#### Given records

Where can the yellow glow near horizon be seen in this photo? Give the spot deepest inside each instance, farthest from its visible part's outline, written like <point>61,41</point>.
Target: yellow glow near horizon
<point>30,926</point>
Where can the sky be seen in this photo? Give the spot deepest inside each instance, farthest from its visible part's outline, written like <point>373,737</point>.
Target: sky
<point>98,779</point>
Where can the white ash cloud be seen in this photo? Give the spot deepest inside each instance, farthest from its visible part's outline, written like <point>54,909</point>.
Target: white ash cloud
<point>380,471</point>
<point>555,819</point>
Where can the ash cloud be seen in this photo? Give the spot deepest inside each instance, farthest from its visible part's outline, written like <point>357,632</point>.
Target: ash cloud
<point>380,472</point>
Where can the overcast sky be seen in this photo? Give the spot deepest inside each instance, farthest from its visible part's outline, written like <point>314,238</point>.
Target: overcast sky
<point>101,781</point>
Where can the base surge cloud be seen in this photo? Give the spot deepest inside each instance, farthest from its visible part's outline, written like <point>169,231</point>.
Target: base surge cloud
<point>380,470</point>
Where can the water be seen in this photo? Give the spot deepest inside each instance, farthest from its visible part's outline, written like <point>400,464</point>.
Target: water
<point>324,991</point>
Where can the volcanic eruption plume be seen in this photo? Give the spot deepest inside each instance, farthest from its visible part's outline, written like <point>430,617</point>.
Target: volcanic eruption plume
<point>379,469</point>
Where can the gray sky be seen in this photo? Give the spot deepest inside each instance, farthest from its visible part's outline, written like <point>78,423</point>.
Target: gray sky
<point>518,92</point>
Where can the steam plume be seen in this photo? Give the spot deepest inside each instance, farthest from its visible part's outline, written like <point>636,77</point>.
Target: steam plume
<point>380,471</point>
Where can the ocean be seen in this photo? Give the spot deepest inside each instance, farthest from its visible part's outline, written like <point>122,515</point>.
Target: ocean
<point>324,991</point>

#### Problem statement
For this exercise, restate each of the entries without any deviation.

#### Response box
Where can the yellow glow near horizon be seen in this photo? Give the spot deepest inside each instance, farthest from its visible part's outline, written like <point>61,41</point>.
Target: yellow glow near horizon
<point>30,926</point>
Where can the sky be seen in this photo? Give the spot deepest inside each instance, farthest from its visible part's outline, written like <point>373,737</point>.
Target: sky
<point>98,779</point>
Where can the white ash cloud be seen in this photo? Give the spot deepest inside each instance, farthest from its visible part's outline, written like <point>54,909</point>.
Target: white ash cloud
<point>380,471</point>
<point>555,819</point>
Where can the ash cloud be seen in this photo? Give the spot deepest inside each instance, farthest from its visible part's outline, written like <point>357,632</point>.
Target: ash cloud
<point>380,472</point>
Where can the overcast sky be seen in this photo? Give the spot deepest inside each instance, farthest from its visible part's outline, written like <point>314,238</point>.
Target: overcast sky
<point>101,781</point>
Where can the base surge cloud be seen in this photo? Give the spot deepest inside each instance, farthest from its visible part's outline, written like <point>169,231</point>.
Target: base surge cloud
<point>380,470</point>
Where can the water be seen in this photo? Give the spot deepest inside each instance, farthest from its visible part's outline, written like <point>400,464</point>.
Target: water
<point>324,991</point>
Where can the volcanic eruption plume be seen in this photo? Give the spot deepest inside each instance, farthest from its visible part's outline, written like <point>430,617</point>.
Target: volcanic eruption plume
<point>379,469</point>
Where can the gray sky be seen in this photo? Give the spot deepest inside each instance, farthest from its visible part's outline, written like <point>78,423</point>.
Target: gray sky
<point>518,92</point>
Where can the steam plume be seen in this photo? Give the spot deepest inside each instance, farthest from its visible part's outline, written like <point>636,77</point>.
Target: steam plume
<point>380,471</point>
Where can the ocean be seen in this photo? Give the spot deepest inside each instance, farthest from its visible part's outline, written like <point>122,515</point>.
Target: ocean
<point>324,991</point>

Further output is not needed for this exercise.